● **Short problem**
Rewrite every line of the records below, requests included, and scale each x and y coordinate in the answers by 2.2, rounding to the nearest whole number with halves going up. Leave the numbers in the requests and their format samples unchanged.

== == ==

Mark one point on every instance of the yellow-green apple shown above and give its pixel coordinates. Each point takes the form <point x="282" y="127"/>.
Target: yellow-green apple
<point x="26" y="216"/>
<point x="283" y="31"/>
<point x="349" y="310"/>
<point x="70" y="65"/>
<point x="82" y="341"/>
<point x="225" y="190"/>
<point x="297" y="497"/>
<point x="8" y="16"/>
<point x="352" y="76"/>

== == ==

● **Solution for this problem**
Mark one point on every instance of the yellow-green apple shown above and give its pixel coordinates. Each point takes the form <point x="282" y="127"/>.
Target: yellow-green apple
<point x="57" y="475"/>
<point x="623" y="68"/>
<point x="768" y="682"/>
<point x="154" y="143"/>
<point x="180" y="750"/>
<point x="495" y="418"/>
<point x="653" y="1093"/>
<point x="18" y="35"/>
<point x="774" y="167"/>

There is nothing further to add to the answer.